_TASKS TO CARRY OUT_
1 > In the interview on pharmaceutical serialisation, which two markets are described as already fairly well established in terms of regulation?
2 > Please extend the interview on pharmaceutical serialisation, picking up right after its final line.
Start of GIVEN PASSAGE
Pasi Kemppainen on Managing & Implementing Pharmaceutical Serialisation
Pasi Kemppainen is an executive consultant for serialisation and traceability and currently leading the serialisation implementation at Orion Pharma. In this interview he speaks to Andrea Charles from Pharma IQ, about managing and implementing serialisation and shares his top tip for preparing for regulation requirements and implementation in the future.
Pharma IQ: What’s really driving serialisation in the global pharmaceutical industry?
P Kemppainen: Obviously everything starts with the established or forthcoming regulation for the drug safety, patient safety and product integrity. I think at the same time the companies are looking for implementing more profound capabilities in implementing better ways of managing the packaging and also the traceability of supply chain. So the driver comes from the regulation but at the same time having the capabilities for serialising and tracing the products along the supply chain, that brings a lot of other advantages where companies can then have a benefit of streamlining their processes and having more cost-efficient operations.
Pharma IQ: In your opinion why has the industry been slow to adopt mass serialisation?
P Kemppainen: Everything comes down to the state of the regulation globally. So mostly it’s unfinished, it’s unclear how the market specific regulations will fall into place. There are a couple of markets which are already fairly well established in terms of regulation, namely Turkey and China, but the other main markets like US and Europe are still in process.
So when there isn’t any global standards or regulation, which could be implemented at once but you need to implement the local regulation or market requirements one by one always needs a huge investment, not only financially but also knowledge-wise. And that’s something that the companies are very hesitant to do since it requires knowledge, it requires a lot of time to implement the processes and then have the technical implementation in place which need to fulfil the regulatory requirements and that’s really time-consuming and also heavy on investment so that’s why companies are playing really a waiting game here, which is a disadvantage at the same time as well but unfortunately that's really the case.
Pharma IQ: Managing and implementing serialisation is a complex process, what are some of the key challenges companies like Orion are facing?
End of GIVEN PASSAGE
Start of SOURCE DATA
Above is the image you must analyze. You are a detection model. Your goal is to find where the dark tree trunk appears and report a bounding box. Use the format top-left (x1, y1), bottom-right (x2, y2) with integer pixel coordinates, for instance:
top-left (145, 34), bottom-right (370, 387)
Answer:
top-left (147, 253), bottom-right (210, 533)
End of SOURCE DATA
_REPLIES_
1 > Turkey and China.

2 >
P Kemppainen: First of all, you need to have a holistic strategy. You need to have a really top-down understanding of what needs to be in place and when and how, and then you need to go down into really having the execution planning on a plant level or on a subsidiary level how you are going to roll it out because there are a lot of different kinds of processes and systems in place. So the landscape from an IT point of view and a packaging infrastructure point of view, it’s very diverse and fragmented. So we really need to have a top-down understanding of how you standardise that and then bottom-up understanding of how you’re going to execute it. And that’s the kind of a challenge that really brings the complexity.
The solutions, per se, are not that complex but you need to really know how you’re going to need to implement them so that you take into account the special differences between the plants and the markets but at the same time have a holistic, standardised approach so you can standardise as much as possible on a corporate level so that you can achieve cost-efficiency and also the scalability corporate wide.
Pharma IQ: Serialisation is a global problem and there are different regional requirements that are very challenging. What regions are most challenging in your perspective?
P Kemppainen: You really hit the most critical point here. It’s really a global problem but there are no global standards and this is really the key why most of the companies, especially the small pharma companies, are struggling with this, having a global business. So when there is a global problem but not a global solution, but local market driven regulations which dictate what kind of technical implementation and processes needs to be in place, that means that every market being different is as big problem as any other. But if you look at it from the state of readiness from the regulation point of view, which is really driving the implementation here.
So Turkey and China are in that respect quite ready, especially Turkey, but the big markets like US and Europe are really completely open, especially US, which has no interest in dictating any kind of technical implementation, but leaves it completely to the industry to come up with a particular solution where companies need to somehow come up with the common line on how this needs to be done. In Europe, again, it’s a little bit different from the other markets. So China, Turkey, Brazil and maybe India as well are really government driven initiatives where the government takes clear of the technical implementation for traceability. But in Europe it’s really an industry driven initiative where actually the European Commission has delegated or seems to be delegating the responsibility of setting up the technical infrastructure to the stakeholders i.e. the industry.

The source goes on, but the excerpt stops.